Answer these questions using the passage on aging research below.
(a) Of which company is Bob Hariri a cofounder?
(b) What is the primary output of research aimed at slowing aging by altering metabolism?
(c) Which portions of the work on repairing the damage that causes aging are excepted from being very poorly funded?

→ **Text for analysis**:
= = = = =

Bob Hariri is a cofounder of Human Longevity, Inc., the present exemplar of the mainstream focus on genetics when it comes to aging and longevity. I've had my say as to why I think this sort of effort is likely only to incrementally improve the present state of medicine rather than actually deliver meaningful extension of healthy life. It is much the same argument as I've made for initiatives aimed at slowing aging through altering the operation of metabolism: that research is slow, expensive, the primary output is knowledge of the detailed operation of metabolism rather than useful therapies, and even if successful beyond the expectations of those involved, it will still result in treatments that are near useless for old people. What good does it do to slightly slow the pace at which damage accumulates in your tissues if you are already very old and damaged? What good does it do to change some of your epigenetic patterns to those of a longer-lived human, when the difference in outcome is only a few years of extra health, and probably not even that if you are already old?
The only way to effectively add decades to healthy life spans and help the old is to produce rejuvenation treatments. From where I stand, the only viable way forward, a path likely to produce useful results within a short enough span of time to matter for those in middle age today, is to repair the various forms of damage that cause aging. The catalog of fundamental differences between old tissues and young tissues is well known, and detailed proposals exist on how to build repair treatments for each of these types of damage. But that work is for the most part very poorly funded, excepting those portions relating to stem cells and cancer. Genetics on the other hand is the flavor of the decade and it is comparatively easy to raise funds for any work in that field, regardless of its relative merits in the bigger picture.

= = = = =

→ **Source information**:
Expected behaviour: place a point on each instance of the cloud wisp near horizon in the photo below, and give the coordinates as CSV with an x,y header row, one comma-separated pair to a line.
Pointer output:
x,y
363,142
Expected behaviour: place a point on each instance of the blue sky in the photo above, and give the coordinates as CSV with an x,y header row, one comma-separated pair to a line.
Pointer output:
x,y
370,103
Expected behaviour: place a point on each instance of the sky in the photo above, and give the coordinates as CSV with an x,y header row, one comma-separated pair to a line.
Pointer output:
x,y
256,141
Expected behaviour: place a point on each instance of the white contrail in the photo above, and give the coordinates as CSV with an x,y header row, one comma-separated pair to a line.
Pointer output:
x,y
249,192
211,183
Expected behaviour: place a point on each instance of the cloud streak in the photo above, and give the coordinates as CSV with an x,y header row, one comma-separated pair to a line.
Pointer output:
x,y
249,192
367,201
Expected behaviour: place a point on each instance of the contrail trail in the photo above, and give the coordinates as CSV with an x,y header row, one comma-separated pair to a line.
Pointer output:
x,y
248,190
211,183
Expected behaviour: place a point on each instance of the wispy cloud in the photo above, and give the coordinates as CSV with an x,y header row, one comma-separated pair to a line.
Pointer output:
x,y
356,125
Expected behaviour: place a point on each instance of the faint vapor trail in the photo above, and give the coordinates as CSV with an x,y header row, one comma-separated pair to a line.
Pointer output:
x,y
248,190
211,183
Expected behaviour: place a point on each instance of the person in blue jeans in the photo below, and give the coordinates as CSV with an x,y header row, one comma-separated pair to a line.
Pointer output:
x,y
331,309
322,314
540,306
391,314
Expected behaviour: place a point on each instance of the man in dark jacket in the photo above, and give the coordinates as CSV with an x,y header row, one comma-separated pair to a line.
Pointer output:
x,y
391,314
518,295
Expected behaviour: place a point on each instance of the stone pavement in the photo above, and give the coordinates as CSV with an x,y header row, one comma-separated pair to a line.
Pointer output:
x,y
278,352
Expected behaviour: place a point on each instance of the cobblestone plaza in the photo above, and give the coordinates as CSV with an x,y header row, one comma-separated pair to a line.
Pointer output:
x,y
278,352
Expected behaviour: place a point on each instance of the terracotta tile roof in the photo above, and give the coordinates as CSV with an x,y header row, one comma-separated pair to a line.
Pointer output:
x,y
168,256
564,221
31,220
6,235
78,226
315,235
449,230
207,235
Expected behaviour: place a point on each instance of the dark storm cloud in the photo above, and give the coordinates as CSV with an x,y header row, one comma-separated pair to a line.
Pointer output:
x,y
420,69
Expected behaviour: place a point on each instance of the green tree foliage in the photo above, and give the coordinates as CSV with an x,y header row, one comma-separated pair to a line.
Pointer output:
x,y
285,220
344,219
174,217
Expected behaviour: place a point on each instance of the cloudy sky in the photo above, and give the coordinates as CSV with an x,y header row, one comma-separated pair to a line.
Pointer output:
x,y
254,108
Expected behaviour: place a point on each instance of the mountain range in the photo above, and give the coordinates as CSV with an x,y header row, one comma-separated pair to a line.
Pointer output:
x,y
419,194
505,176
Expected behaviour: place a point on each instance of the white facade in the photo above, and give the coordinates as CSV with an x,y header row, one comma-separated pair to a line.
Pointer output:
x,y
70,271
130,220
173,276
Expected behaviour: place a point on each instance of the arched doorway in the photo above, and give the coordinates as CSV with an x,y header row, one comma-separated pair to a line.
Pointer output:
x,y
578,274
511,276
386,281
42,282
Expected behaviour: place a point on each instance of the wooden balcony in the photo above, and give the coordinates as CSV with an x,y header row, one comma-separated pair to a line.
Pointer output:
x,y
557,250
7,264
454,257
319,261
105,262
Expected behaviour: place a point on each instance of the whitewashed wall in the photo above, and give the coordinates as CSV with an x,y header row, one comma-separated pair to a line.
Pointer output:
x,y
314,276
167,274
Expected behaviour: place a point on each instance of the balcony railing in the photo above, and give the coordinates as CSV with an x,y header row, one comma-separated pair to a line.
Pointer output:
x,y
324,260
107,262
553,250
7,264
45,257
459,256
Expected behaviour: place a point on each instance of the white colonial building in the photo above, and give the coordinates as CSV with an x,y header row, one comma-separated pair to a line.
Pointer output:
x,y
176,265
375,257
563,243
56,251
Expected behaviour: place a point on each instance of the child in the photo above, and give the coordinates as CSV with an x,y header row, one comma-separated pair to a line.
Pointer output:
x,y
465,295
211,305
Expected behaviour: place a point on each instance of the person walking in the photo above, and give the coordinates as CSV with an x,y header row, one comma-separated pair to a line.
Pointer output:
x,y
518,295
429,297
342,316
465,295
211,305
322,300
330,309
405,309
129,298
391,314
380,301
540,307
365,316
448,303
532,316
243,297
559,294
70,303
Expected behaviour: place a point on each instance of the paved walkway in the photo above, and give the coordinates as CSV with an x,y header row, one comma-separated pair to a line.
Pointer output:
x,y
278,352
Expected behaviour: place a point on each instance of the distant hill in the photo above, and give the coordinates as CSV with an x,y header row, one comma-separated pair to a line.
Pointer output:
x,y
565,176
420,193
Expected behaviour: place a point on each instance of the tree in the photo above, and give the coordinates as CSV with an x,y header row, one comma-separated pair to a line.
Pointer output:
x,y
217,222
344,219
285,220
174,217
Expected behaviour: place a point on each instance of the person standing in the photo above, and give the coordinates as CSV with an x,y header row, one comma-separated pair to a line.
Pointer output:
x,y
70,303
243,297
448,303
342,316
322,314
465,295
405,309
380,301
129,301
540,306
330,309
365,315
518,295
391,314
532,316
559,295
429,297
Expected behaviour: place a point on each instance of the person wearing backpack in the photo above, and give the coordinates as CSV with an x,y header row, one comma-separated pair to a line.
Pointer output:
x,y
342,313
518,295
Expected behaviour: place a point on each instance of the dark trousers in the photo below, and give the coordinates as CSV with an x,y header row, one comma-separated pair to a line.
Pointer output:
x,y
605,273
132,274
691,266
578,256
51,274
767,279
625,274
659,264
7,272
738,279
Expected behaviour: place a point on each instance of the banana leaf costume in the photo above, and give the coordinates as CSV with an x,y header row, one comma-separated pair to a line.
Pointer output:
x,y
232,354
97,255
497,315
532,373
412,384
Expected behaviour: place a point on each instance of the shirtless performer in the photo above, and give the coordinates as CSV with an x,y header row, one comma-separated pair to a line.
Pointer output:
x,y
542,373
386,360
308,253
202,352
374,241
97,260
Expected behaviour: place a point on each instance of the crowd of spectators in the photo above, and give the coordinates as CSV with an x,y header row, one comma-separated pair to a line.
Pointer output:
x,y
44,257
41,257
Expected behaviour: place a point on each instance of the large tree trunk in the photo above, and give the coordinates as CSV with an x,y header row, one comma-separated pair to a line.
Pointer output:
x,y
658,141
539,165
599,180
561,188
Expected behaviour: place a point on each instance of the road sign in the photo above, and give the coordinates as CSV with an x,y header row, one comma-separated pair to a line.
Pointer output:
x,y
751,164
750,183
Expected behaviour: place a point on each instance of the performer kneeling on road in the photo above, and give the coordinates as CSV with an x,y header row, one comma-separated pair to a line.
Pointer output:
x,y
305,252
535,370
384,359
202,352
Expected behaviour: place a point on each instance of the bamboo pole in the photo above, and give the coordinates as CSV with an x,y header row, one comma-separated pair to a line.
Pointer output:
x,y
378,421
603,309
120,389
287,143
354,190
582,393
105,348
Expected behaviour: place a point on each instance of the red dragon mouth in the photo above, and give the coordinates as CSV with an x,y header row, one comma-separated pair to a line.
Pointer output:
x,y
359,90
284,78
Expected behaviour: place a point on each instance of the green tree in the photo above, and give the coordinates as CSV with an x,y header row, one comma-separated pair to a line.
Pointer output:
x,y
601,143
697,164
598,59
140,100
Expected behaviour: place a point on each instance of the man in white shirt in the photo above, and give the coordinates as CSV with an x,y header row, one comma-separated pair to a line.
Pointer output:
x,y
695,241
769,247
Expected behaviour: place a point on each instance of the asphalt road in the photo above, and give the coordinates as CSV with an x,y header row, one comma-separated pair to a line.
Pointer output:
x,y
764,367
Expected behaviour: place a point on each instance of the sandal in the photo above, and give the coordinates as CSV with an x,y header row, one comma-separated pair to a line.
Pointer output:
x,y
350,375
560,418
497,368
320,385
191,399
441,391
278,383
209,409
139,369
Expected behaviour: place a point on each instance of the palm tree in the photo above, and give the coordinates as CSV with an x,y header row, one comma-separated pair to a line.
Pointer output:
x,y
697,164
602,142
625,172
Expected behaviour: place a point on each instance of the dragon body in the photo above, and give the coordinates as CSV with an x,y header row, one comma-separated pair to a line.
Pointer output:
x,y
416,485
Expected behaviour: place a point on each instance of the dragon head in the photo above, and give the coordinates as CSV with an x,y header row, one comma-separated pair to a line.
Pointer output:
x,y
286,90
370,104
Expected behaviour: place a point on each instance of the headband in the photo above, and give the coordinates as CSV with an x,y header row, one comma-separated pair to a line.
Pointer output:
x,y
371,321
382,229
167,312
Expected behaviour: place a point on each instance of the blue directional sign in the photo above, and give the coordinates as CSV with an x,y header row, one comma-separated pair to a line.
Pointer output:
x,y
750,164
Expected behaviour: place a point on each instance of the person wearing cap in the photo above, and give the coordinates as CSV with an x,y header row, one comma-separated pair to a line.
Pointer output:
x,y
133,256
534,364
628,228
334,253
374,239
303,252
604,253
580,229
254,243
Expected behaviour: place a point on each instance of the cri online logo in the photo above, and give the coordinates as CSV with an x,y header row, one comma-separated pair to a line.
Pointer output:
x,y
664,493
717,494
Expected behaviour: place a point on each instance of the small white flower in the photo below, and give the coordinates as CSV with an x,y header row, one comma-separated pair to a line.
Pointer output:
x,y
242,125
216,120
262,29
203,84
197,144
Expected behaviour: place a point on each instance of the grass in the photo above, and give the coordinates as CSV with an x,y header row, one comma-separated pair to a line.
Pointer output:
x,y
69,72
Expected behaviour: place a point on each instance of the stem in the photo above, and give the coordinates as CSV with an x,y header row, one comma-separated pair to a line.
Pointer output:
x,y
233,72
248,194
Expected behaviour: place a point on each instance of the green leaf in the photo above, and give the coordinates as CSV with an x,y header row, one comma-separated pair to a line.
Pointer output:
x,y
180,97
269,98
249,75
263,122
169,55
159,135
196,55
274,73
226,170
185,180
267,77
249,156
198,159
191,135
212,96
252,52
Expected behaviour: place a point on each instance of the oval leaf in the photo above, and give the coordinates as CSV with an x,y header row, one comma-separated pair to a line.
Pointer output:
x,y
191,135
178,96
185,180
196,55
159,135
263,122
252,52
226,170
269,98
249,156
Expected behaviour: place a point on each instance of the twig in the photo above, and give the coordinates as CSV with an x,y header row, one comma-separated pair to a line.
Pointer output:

= = = = =

→ **Written answer**:
(a) Human Longevity, Inc.
(b) Knowledge of the detailed operation of metabolism, rather than useful therapies.
(c) The portions relating to stem cells and cancer.